(Entries from an annotation dataset)
>> start

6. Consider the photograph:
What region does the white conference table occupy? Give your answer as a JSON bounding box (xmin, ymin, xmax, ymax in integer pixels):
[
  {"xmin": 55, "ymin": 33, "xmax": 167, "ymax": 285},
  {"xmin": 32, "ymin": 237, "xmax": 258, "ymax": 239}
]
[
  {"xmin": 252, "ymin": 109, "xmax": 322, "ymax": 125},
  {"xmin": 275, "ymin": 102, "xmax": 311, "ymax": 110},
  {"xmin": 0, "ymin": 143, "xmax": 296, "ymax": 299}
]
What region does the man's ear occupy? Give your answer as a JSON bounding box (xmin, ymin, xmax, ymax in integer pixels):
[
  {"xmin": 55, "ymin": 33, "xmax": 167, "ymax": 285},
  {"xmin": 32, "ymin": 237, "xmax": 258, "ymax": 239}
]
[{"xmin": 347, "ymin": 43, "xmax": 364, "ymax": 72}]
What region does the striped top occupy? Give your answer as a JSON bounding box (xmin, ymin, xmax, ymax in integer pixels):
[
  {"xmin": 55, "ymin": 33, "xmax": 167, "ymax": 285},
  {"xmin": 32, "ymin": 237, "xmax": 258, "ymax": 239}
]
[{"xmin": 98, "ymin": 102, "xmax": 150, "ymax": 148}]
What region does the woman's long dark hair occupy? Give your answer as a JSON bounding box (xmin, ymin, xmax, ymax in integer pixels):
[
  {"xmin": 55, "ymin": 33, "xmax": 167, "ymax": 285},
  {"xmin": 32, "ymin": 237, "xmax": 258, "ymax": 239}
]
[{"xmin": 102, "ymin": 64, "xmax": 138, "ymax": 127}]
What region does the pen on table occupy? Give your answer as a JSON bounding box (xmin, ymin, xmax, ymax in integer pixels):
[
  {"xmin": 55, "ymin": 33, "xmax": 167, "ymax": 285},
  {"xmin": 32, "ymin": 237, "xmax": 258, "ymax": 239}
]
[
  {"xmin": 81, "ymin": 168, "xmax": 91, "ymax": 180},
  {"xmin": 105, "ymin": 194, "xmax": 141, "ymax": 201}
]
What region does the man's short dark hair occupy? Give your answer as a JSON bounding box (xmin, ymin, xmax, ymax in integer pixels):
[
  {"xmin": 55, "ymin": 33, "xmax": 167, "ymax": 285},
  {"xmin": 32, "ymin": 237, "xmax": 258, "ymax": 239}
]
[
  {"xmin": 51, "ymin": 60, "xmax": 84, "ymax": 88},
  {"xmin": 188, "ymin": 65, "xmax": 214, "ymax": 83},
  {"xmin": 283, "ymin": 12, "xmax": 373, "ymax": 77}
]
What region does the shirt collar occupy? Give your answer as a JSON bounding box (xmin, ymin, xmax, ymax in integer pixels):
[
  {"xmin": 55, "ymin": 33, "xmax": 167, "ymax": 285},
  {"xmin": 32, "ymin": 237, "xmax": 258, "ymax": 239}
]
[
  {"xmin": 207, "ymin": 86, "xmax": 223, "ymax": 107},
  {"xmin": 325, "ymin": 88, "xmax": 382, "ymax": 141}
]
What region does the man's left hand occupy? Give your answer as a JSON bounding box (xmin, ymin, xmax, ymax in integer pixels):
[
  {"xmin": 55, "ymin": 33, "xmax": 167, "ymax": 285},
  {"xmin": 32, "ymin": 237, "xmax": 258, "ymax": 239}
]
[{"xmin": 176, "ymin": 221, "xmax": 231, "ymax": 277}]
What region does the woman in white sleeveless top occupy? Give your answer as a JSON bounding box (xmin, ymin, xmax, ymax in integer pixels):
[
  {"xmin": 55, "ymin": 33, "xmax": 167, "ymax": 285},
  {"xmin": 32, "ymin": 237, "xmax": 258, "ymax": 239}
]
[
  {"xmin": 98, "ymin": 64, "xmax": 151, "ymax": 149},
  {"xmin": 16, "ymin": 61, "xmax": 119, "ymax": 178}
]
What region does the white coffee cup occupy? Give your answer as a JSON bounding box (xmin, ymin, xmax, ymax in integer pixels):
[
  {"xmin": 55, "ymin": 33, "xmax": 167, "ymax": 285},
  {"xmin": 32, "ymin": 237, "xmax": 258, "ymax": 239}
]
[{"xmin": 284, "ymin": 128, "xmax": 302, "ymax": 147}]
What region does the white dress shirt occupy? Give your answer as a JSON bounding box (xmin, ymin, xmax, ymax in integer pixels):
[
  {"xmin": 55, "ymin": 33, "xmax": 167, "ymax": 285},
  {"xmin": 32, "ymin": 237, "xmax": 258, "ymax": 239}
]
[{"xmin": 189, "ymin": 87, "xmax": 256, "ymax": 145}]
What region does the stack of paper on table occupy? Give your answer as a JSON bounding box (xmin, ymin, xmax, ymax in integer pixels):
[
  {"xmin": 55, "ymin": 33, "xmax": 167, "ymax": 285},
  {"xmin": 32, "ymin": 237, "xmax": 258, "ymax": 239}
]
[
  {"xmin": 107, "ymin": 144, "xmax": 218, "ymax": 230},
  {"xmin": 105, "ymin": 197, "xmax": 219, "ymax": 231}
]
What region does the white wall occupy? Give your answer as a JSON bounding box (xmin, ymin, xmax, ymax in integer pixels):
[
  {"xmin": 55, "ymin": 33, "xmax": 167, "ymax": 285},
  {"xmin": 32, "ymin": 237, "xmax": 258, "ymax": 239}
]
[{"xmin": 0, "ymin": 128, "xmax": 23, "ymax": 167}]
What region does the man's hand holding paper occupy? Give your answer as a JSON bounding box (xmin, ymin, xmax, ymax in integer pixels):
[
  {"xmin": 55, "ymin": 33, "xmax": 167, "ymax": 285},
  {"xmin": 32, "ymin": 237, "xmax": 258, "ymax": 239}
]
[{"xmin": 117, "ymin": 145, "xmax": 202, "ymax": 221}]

>> end

▶ [WRITTEN REQUEST]: Please report every line in the rows above that contains the string "woman", copying each line in full. Case counts, so include only the lines where the capitalization matches.

▶ [SOLUTION FOR THIS TASK]:
What region does the woman's long dark hair occupy? Give your answer as a JSON bounding box (xmin, ymin, xmax, ymax in integer pixels):
What region does the woman in white sleeveless top occupy? Give your answer as a JSON bounding box (xmin, ymin, xmax, ymax in integer pixels):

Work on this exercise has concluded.